What you are asked to do: Reproduce every line of the items below word for word, omitting the pictures.

Data to process:
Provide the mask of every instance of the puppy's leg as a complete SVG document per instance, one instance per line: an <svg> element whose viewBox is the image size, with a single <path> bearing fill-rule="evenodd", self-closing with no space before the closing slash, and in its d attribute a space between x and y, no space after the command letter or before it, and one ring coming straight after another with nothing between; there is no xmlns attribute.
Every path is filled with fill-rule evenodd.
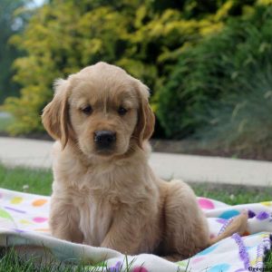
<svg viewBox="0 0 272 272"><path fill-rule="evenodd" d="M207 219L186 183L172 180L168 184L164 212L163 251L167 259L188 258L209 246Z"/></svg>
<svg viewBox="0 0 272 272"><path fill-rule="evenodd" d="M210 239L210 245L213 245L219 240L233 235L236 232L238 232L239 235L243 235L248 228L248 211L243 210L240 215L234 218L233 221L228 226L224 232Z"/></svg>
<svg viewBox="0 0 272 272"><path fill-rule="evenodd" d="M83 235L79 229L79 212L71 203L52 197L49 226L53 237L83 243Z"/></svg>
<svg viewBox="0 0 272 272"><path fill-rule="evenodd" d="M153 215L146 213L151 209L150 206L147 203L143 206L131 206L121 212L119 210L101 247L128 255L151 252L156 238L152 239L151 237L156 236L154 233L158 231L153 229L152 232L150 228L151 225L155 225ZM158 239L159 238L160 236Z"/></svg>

Right answer:
Provide the mask of every instance of the puppy's leg as a complete SVG document per instance, one instance per line: an <svg> element whose viewBox is the image size, with a single <path> bearing fill-rule="evenodd", self-closing with no space before the closing slash, and in its d attribute a space between x and y, no space after the command letter or before it, and one ring coming straight after another with nothing between; there is no xmlns attribute.
Every path is filled with fill-rule evenodd.
<svg viewBox="0 0 272 272"><path fill-rule="evenodd" d="M207 219L186 183L172 180L168 184L164 212L163 251L167 259L188 258L209 246Z"/></svg>
<svg viewBox="0 0 272 272"><path fill-rule="evenodd" d="M210 239L210 245L213 245L219 240L233 235L236 232L238 232L239 235L243 235L248 228L248 211L243 210L240 215L234 218L233 221L228 226L224 232Z"/></svg>
<svg viewBox="0 0 272 272"><path fill-rule="evenodd" d="M83 235L79 229L79 212L71 203L52 197L49 226L53 237L83 243Z"/></svg>
<svg viewBox="0 0 272 272"><path fill-rule="evenodd" d="M153 215L146 213L151 209L150 206L147 203L143 206L131 206L121 212L119 210L101 247L128 255L151 252L156 238L152 239L151 237L156 236L154 233L158 231L153 229L152 232L150 228L151 225L155 225ZM158 239L159 238L160 236Z"/></svg>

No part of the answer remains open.